**Records from a pointing dataset:**
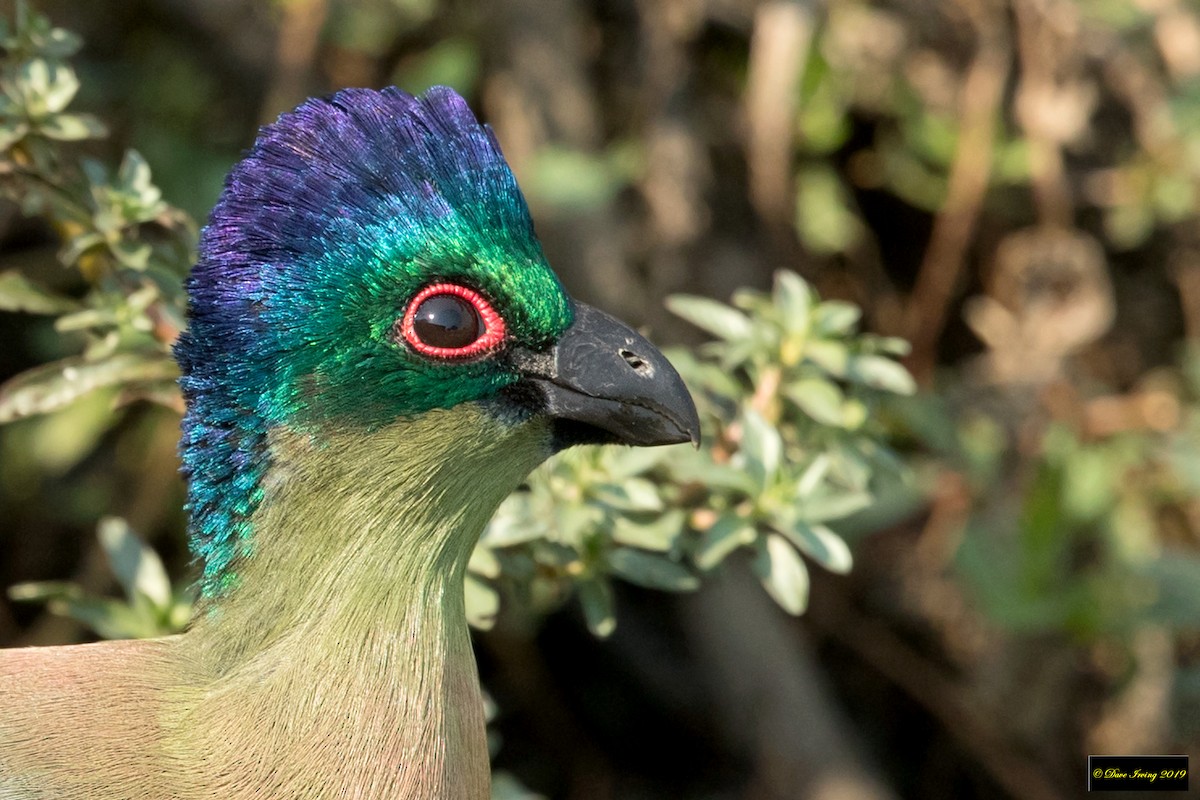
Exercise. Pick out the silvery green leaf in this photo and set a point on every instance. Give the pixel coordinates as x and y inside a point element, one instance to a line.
<point>132,254</point>
<point>18,293</point>
<point>729,533</point>
<point>892,346</point>
<point>834,506</point>
<point>595,597</point>
<point>43,590</point>
<point>659,534</point>
<point>112,619</point>
<point>484,561</point>
<point>514,524</point>
<point>137,567</point>
<point>835,318</point>
<point>11,132</point>
<point>53,85</point>
<point>651,571</point>
<point>53,385</point>
<point>853,414</point>
<point>880,372</point>
<point>813,475</point>
<point>793,300</point>
<point>699,468</point>
<point>71,127</point>
<point>819,398</point>
<point>483,603</point>
<point>717,318</point>
<point>761,446</point>
<point>832,356</point>
<point>75,247</point>
<point>701,373</point>
<point>85,318</point>
<point>820,543</point>
<point>629,462</point>
<point>631,494</point>
<point>783,573</point>
<point>574,522</point>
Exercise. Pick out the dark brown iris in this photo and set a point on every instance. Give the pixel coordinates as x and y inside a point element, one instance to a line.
<point>447,320</point>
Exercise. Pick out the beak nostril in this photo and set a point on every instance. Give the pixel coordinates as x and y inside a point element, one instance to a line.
<point>637,362</point>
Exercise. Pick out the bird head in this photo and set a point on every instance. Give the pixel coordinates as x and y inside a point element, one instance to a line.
<point>372,260</point>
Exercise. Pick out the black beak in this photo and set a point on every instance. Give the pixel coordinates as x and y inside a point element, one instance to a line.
<point>603,383</point>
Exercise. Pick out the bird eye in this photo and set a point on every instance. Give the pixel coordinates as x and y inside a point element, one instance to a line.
<point>445,320</point>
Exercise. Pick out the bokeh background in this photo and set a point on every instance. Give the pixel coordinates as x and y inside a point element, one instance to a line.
<point>1012,185</point>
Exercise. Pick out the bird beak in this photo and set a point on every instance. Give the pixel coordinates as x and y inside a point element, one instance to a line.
<point>603,383</point>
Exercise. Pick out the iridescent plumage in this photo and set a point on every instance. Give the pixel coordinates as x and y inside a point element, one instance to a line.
<point>341,468</point>
<point>342,208</point>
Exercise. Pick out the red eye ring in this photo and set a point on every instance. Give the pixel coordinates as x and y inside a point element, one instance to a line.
<point>491,337</point>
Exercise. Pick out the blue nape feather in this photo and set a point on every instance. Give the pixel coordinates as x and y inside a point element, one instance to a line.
<point>318,232</point>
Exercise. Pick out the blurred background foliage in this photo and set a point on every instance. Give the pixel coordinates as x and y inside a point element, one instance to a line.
<point>1011,186</point>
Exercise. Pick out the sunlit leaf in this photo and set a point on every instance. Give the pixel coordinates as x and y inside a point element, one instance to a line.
<point>817,397</point>
<point>18,293</point>
<point>630,494</point>
<point>729,533</point>
<point>658,534</point>
<point>880,372</point>
<point>53,385</point>
<point>595,597</point>
<point>761,446</point>
<point>137,567</point>
<point>834,506</point>
<point>783,573</point>
<point>717,318</point>
<point>651,571</point>
<point>835,318</point>
<point>820,543</point>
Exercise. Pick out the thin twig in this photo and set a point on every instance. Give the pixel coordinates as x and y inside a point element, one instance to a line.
<point>981,97</point>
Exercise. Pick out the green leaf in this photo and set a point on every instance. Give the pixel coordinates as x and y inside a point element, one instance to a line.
<point>43,590</point>
<point>729,533</point>
<point>834,506</point>
<point>783,573</point>
<point>484,561</point>
<point>53,385</point>
<point>11,132</point>
<point>132,254</point>
<point>483,603</point>
<point>761,446</point>
<point>651,571</point>
<point>717,318</point>
<point>631,494</point>
<point>832,356</point>
<point>595,597</point>
<point>17,293</point>
<point>825,218</point>
<point>819,398</point>
<point>137,567</point>
<point>659,534</point>
<point>813,475</point>
<point>879,372</point>
<point>835,318</point>
<point>793,299</point>
<point>71,127</point>
<point>697,467</point>
<point>820,543</point>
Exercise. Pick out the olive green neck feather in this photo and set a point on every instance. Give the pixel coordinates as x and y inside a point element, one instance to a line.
<point>345,649</point>
<point>341,667</point>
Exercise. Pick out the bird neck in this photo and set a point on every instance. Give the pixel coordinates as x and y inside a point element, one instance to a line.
<point>343,647</point>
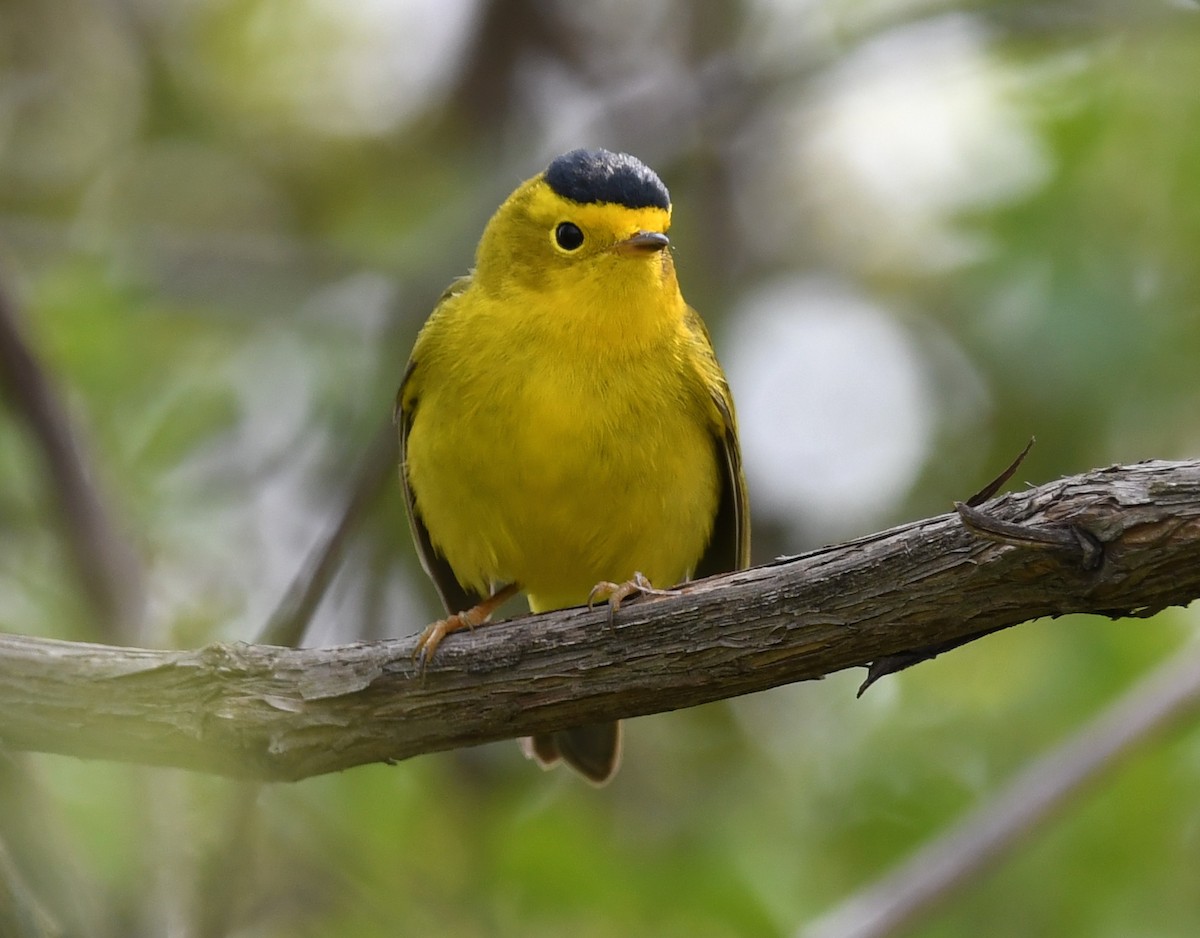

**EXERCISE BRIEF:** Scale the lines from the line with "Exercise. Pick out the blurred" up to and including the line with "<point>1011,186</point>", requests included. Multiply every point coordinate in the answers by 2.4, round to whole numbers with halves going up, and leave the request wording and its format sample unchanged.

**ANSWER TO THE TASK:**
Exercise. Pick out the blurred background foliage in this photo and set a point on every instance. Give the pixel coordinates as x and y inside a point element, one instance to a line.
<point>2426,446</point>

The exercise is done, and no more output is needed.